WORK TO BE COMPLETED: Extract every line of the records below word for word, and leave the pictures out of your answer.

[Excerpts from point annotation data]
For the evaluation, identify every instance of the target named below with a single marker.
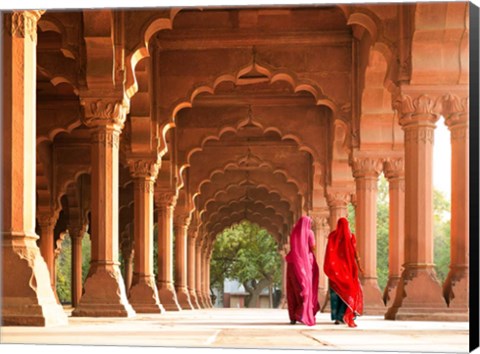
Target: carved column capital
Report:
(182, 220)
(104, 112)
(46, 220)
(366, 167)
(394, 167)
(419, 109)
(166, 198)
(140, 168)
(23, 24)
(338, 199)
(456, 111)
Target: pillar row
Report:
(33, 303)
(455, 289)
(181, 224)
(394, 172)
(366, 171)
(166, 203)
(143, 294)
(104, 289)
(417, 118)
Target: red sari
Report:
(342, 270)
(302, 274)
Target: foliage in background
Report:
(248, 254)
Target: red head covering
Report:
(341, 267)
(302, 240)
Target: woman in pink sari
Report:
(302, 274)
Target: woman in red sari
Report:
(341, 267)
(302, 274)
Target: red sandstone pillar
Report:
(198, 272)
(76, 235)
(394, 171)
(455, 289)
(166, 289)
(181, 226)
(26, 294)
(143, 294)
(321, 229)
(419, 294)
(366, 171)
(104, 293)
(337, 203)
(47, 225)
(191, 273)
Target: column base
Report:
(168, 297)
(372, 298)
(193, 299)
(390, 290)
(183, 298)
(200, 302)
(27, 295)
(455, 289)
(419, 298)
(104, 294)
(143, 295)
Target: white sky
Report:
(442, 157)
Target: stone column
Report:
(419, 294)
(337, 203)
(198, 273)
(191, 273)
(181, 226)
(47, 225)
(366, 171)
(455, 289)
(104, 290)
(27, 297)
(321, 229)
(394, 172)
(166, 289)
(128, 253)
(143, 294)
(76, 235)
(208, 260)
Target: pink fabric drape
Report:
(301, 260)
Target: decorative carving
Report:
(419, 135)
(249, 161)
(366, 167)
(23, 24)
(394, 167)
(106, 137)
(421, 108)
(143, 168)
(166, 198)
(100, 112)
(455, 110)
(339, 199)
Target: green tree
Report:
(63, 270)
(248, 254)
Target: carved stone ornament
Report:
(421, 108)
(455, 110)
(23, 24)
(143, 168)
(100, 112)
(394, 167)
(366, 166)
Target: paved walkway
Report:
(249, 328)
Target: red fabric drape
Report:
(302, 274)
(341, 269)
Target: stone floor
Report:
(246, 328)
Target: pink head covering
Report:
(302, 240)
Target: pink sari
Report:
(302, 274)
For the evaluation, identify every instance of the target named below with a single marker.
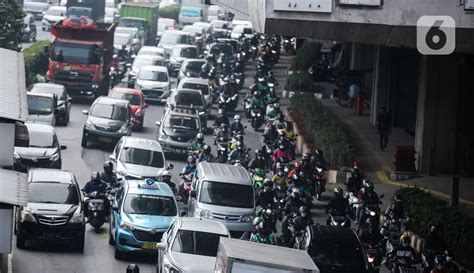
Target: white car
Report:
(52, 16)
(154, 82)
(190, 245)
(139, 157)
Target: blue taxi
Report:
(141, 212)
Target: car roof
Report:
(50, 175)
(126, 90)
(142, 143)
(157, 68)
(136, 186)
(202, 225)
(40, 127)
(223, 173)
(111, 101)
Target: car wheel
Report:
(20, 242)
(84, 141)
(80, 243)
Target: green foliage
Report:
(323, 130)
(171, 12)
(36, 60)
(11, 24)
(424, 209)
(300, 81)
(308, 54)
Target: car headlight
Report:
(26, 216)
(247, 218)
(169, 268)
(205, 214)
(54, 157)
(126, 226)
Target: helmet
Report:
(405, 239)
(108, 166)
(338, 192)
(200, 137)
(95, 176)
(133, 268)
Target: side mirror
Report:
(161, 246)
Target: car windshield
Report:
(110, 112)
(148, 75)
(174, 121)
(132, 98)
(227, 194)
(75, 53)
(196, 243)
(53, 193)
(204, 88)
(336, 253)
(150, 205)
(56, 12)
(132, 23)
(194, 66)
(187, 52)
(42, 139)
(174, 38)
(189, 99)
(142, 157)
(40, 105)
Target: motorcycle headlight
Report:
(169, 268)
(205, 214)
(26, 216)
(126, 226)
(54, 157)
(247, 218)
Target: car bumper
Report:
(36, 231)
(127, 242)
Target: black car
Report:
(54, 212)
(44, 150)
(63, 108)
(337, 250)
(29, 29)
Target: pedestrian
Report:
(383, 127)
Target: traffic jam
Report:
(217, 185)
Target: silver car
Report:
(190, 245)
(139, 157)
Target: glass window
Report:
(53, 193)
(174, 121)
(227, 194)
(142, 157)
(150, 205)
(196, 243)
(132, 98)
(40, 105)
(153, 76)
(110, 112)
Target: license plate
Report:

COMPLETE OUTPUT:
For the evaluation, identify every instance of the target named below with a single marker.
Target: carved column capital
Report:
(182, 220)
(104, 112)
(46, 220)
(366, 167)
(394, 167)
(419, 109)
(166, 198)
(140, 168)
(23, 24)
(338, 199)
(456, 111)
Target: pillar row
Report:
(33, 303)
(455, 289)
(181, 224)
(394, 172)
(366, 171)
(166, 203)
(143, 294)
(104, 289)
(417, 118)
Target: red sari
Report:
(342, 270)
(302, 274)
Target: foliage in background
Report:
(248, 254)
Target: red head covering
Report:
(341, 267)
(302, 240)
Target: woman in pink sari
Report:
(302, 274)
Target: woman in red sari
Report:
(341, 267)
(302, 274)
Target: red sandstone pillar
Report:
(198, 272)
(76, 235)
(394, 171)
(455, 289)
(166, 289)
(181, 226)
(26, 294)
(143, 294)
(321, 229)
(419, 294)
(366, 171)
(104, 293)
(337, 203)
(47, 225)
(191, 273)
Target: column base
Report:
(168, 297)
(372, 298)
(193, 299)
(390, 290)
(183, 298)
(200, 302)
(27, 295)
(455, 289)
(419, 298)
(104, 294)
(143, 295)
Target: white sky
Report:
(442, 157)
Target: stone column
Report:
(419, 294)
(337, 203)
(198, 273)
(191, 273)
(181, 226)
(47, 225)
(366, 171)
(455, 289)
(104, 290)
(27, 297)
(321, 229)
(394, 172)
(166, 289)
(128, 253)
(143, 294)
(76, 235)
(208, 260)
Target: pink fabric drape
Report:
(301, 260)
Target: decorative carving
Report:
(419, 135)
(249, 161)
(366, 167)
(23, 24)
(394, 167)
(106, 137)
(421, 108)
(143, 168)
(166, 198)
(100, 112)
(455, 110)
(339, 199)
Target: green tree
Report:
(63, 270)
(248, 254)
Target: carved stone ornament
Report:
(421, 108)
(455, 110)
(23, 24)
(143, 168)
(100, 112)
(394, 167)
(366, 166)
Target: paved walkway
Report:
(249, 328)
Target: red fabric drape
Report:
(302, 274)
(341, 269)
Target: stone floor
Report:
(246, 328)
Target: pink head covering
Report:
(302, 240)
Target: pink sari
Report:
(302, 274)
For the evaluation, identify every instance of the target named below with a single marker.
Target: white car
Report:
(52, 16)
(154, 82)
(190, 245)
(139, 157)
Target: blue taxi
Report:
(141, 212)
Target: car roof
Report:
(50, 175)
(126, 90)
(142, 143)
(157, 68)
(136, 186)
(202, 225)
(40, 127)
(223, 173)
(111, 101)
Target: car wheel
Report:
(20, 242)
(84, 141)
(80, 243)
Target: green foliage
Report:
(323, 130)
(171, 12)
(36, 60)
(11, 24)
(424, 209)
(300, 81)
(308, 54)
Target: car headlight
Report:
(26, 216)
(247, 218)
(169, 268)
(205, 214)
(54, 157)
(126, 226)
Target: helmet
Report:
(405, 239)
(108, 166)
(338, 192)
(200, 137)
(95, 176)
(133, 268)
Target: side mirror
Report:
(161, 246)
Target: car windshield
Report:
(110, 112)
(148, 75)
(174, 121)
(132, 98)
(227, 194)
(75, 53)
(196, 243)
(53, 193)
(204, 88)
(336, 253)
(150, 205)
(56, 12)
(132, 23)
(194, 66)
(187, 52)
(42, 139)
(174, 38)
(189, 99)
(142, 157)
(40, 105)
Target: motorcycle headlight
Report:
(169, 268)
(205, 214)
(26, 216)
(126, 226)
(54, 157)
(247, 218)
Target: car bumper
Report:
(36, 231)
(127, 242)
Target: black car
Report:
(54, 212)
(44, 150)
(63, 108)
(337, 250)
(29, 29)
Target: pedestrian
Report:
(383, 127)
Target: traffic jam
Report:
(217, 185)
Target: silver car
Report:
(190, 245)
(139, 157)
Target: glass window
Report:
(53, 193)
(174, 121)
(227, 194)
(142, 157)
(150, 205)
(196, 243)
(132, 98)
(40, 105)
(153, 76)
(110, 112)
Target: license plate
Report:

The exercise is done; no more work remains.